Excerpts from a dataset
··········

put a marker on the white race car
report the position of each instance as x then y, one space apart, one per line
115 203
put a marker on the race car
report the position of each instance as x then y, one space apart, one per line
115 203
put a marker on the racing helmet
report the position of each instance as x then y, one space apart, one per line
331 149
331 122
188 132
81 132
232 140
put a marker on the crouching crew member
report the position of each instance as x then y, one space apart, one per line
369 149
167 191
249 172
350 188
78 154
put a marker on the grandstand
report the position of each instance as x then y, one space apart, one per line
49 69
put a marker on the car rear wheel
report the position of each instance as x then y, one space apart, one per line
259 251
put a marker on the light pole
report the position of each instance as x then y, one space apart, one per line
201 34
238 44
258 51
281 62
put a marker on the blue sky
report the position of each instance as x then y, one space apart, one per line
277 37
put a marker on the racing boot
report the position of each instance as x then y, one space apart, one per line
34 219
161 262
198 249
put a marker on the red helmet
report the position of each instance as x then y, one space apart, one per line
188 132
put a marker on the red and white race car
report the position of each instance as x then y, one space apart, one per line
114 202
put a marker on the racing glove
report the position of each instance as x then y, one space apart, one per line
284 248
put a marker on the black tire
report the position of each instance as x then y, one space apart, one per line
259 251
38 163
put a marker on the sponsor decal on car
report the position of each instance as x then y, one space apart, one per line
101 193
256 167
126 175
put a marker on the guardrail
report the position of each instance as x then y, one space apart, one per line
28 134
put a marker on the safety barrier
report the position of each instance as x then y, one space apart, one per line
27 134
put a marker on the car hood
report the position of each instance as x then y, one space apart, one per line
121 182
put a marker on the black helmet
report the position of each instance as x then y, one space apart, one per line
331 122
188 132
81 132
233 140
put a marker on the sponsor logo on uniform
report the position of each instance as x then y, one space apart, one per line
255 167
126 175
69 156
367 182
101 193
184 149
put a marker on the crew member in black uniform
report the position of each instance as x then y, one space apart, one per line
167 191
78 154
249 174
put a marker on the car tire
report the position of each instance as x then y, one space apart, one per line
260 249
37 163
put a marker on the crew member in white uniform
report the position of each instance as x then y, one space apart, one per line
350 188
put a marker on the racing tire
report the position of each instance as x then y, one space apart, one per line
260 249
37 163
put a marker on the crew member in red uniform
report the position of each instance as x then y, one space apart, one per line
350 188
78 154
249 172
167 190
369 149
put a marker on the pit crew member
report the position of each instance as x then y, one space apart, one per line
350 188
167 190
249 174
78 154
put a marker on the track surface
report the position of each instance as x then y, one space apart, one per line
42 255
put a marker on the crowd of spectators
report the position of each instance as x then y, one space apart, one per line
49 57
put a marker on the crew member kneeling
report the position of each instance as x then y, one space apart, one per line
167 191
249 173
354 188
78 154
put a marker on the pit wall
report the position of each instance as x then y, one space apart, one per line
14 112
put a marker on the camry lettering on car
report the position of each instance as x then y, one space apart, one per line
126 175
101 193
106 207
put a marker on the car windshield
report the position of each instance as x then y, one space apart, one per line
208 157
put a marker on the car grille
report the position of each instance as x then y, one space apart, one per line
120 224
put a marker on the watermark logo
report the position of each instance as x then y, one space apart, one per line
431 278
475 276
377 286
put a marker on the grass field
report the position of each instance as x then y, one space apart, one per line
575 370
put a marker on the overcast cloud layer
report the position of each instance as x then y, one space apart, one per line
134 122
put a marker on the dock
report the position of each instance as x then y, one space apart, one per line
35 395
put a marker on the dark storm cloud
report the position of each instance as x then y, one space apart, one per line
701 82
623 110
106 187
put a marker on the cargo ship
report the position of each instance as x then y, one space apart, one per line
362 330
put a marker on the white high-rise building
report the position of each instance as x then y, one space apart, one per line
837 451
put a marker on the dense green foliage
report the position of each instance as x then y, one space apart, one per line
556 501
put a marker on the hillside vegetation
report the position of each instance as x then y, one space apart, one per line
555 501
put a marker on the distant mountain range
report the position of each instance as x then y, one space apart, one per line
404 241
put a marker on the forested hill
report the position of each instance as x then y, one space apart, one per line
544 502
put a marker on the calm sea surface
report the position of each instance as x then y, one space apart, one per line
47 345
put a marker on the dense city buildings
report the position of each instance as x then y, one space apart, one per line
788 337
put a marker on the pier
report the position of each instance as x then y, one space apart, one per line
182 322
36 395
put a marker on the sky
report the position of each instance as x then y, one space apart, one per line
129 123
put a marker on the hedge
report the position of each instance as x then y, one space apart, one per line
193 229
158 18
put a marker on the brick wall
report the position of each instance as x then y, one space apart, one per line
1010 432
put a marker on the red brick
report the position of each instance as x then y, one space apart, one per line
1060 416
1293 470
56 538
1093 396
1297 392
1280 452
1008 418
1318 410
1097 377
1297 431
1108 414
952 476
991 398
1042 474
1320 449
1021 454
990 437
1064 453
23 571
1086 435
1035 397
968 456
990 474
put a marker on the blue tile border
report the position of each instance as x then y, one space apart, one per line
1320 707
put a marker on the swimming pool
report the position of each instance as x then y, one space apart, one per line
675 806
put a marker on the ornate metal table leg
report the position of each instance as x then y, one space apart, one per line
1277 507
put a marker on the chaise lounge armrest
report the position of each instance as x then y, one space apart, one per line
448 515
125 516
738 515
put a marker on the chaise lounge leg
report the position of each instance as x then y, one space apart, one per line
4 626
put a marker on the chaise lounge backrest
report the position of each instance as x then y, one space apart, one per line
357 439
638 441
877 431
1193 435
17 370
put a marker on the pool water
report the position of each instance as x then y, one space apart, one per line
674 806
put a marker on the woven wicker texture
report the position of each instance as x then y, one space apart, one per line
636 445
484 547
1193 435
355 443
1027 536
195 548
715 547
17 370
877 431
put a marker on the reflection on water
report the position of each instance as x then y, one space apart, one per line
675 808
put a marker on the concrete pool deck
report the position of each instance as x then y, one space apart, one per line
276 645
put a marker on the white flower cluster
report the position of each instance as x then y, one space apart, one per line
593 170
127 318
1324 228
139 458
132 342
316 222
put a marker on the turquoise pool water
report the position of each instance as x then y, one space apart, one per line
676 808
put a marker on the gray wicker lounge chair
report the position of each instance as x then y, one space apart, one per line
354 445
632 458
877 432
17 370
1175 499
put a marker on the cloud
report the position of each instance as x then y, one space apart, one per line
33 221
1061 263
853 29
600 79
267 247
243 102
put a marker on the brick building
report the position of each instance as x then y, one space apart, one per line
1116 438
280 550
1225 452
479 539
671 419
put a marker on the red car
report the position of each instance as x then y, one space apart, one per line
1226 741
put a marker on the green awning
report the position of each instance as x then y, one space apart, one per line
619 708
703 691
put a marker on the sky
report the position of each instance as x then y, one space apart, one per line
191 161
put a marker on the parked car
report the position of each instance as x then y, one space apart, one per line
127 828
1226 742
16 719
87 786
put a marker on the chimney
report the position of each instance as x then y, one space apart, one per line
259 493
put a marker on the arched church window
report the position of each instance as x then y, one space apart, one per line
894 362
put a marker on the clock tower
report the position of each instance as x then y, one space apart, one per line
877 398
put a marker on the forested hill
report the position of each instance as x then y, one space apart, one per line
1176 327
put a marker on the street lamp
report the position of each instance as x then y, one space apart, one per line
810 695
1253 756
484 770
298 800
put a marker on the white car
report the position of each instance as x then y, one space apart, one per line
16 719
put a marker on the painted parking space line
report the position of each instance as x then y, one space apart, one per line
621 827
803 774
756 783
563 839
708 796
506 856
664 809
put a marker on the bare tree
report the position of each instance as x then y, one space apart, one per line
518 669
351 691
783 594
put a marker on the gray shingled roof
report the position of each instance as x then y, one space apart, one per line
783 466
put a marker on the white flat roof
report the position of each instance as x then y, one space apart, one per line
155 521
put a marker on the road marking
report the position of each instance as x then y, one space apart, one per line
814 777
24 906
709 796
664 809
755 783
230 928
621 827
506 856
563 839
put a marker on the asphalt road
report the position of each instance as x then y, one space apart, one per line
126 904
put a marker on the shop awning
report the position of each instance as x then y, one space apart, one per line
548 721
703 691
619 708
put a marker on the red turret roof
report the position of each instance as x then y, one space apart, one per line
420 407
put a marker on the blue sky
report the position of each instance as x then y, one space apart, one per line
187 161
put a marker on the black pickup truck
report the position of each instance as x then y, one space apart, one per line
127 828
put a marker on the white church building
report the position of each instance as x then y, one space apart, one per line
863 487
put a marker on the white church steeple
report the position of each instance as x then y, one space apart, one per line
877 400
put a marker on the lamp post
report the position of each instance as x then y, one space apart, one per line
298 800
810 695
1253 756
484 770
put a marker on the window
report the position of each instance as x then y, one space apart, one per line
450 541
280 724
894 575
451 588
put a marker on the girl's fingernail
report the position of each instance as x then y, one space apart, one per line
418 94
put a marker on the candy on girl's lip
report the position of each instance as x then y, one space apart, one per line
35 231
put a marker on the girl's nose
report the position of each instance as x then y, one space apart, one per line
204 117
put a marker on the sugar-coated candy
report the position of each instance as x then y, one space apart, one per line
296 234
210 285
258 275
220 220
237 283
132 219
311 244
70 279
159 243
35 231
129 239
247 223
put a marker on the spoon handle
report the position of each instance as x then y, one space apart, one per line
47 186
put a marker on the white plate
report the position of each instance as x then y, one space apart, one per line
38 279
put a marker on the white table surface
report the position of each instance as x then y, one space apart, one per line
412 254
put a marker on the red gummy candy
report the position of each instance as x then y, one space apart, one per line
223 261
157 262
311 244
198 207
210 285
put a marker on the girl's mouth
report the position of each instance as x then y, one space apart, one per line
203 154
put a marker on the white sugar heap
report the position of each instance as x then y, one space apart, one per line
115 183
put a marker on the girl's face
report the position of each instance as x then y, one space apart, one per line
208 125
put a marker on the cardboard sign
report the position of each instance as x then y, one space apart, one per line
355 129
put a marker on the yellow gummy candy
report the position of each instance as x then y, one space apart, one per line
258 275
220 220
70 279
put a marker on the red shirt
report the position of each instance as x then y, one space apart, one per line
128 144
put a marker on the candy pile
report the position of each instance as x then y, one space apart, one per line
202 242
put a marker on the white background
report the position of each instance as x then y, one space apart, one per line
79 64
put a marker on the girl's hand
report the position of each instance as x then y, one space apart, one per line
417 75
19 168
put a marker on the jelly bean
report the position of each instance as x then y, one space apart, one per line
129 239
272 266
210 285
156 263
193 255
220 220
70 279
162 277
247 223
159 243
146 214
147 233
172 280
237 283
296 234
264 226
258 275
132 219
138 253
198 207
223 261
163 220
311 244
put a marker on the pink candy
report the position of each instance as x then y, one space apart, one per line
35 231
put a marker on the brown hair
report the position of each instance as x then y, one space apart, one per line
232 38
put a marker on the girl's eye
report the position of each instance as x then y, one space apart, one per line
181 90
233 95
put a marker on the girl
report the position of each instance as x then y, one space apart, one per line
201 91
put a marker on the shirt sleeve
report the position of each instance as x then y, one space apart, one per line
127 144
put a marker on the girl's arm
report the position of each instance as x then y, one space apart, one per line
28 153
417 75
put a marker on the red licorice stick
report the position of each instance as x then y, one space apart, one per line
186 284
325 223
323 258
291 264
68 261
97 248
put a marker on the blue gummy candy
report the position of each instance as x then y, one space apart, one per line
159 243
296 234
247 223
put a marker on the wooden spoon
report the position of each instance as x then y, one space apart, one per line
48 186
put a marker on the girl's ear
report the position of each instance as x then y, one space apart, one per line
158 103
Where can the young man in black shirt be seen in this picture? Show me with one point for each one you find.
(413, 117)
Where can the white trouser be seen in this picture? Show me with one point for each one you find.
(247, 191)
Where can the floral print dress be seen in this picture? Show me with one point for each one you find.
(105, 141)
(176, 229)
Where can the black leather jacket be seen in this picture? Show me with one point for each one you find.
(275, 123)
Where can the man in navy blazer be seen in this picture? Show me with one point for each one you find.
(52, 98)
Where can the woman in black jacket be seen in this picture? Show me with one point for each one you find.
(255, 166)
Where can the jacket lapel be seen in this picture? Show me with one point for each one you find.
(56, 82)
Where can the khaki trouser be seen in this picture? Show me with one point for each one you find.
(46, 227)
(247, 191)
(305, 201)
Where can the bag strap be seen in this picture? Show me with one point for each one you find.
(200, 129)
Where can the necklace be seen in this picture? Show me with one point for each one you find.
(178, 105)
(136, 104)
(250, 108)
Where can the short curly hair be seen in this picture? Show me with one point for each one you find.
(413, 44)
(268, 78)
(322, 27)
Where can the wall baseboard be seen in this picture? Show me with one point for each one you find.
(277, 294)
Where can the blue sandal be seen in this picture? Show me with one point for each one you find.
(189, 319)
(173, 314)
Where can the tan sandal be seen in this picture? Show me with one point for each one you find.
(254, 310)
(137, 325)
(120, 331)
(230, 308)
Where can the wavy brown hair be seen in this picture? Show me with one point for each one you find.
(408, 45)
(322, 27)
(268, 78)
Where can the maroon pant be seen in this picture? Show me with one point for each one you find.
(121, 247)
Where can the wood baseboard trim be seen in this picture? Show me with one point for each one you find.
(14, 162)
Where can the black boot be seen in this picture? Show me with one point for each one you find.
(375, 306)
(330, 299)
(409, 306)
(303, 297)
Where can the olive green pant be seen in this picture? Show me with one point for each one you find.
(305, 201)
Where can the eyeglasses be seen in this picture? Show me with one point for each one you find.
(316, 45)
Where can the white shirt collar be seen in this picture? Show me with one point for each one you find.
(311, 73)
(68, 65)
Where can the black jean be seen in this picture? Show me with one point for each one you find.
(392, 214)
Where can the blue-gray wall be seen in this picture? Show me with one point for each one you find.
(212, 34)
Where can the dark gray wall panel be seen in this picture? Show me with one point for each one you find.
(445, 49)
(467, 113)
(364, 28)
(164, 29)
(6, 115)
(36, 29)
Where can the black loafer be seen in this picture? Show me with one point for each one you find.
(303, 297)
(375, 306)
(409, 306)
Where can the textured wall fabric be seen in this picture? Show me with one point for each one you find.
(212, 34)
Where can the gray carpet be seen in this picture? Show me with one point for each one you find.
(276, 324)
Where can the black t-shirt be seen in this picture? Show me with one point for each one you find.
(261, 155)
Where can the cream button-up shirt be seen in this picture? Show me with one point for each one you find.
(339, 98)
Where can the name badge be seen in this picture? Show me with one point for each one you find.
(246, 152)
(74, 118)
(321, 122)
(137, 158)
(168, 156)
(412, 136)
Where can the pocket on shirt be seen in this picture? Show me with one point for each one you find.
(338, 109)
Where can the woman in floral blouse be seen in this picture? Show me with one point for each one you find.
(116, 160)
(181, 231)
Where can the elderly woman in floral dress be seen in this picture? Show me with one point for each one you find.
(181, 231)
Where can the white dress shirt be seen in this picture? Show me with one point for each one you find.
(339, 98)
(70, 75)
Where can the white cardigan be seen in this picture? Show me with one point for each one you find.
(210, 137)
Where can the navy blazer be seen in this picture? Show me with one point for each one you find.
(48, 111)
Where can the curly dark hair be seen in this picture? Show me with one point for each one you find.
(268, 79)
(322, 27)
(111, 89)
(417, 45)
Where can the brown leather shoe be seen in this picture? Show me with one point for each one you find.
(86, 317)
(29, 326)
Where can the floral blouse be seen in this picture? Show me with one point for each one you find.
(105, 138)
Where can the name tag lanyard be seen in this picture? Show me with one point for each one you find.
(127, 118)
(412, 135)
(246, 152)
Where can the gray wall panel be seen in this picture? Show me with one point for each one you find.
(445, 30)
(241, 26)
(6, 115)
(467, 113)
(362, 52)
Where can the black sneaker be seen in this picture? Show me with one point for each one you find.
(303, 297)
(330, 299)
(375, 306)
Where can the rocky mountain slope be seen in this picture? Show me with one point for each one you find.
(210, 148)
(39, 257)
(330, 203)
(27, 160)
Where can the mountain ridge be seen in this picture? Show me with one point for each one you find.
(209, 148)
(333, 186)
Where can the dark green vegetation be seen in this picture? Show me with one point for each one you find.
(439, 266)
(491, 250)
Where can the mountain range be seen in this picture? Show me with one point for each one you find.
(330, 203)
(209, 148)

··········

**TASK REQUIREMENTS:** Please report how many lines in the records contain the string "crew", and write nothing besides that number.

**ANSWER SPACE:** 6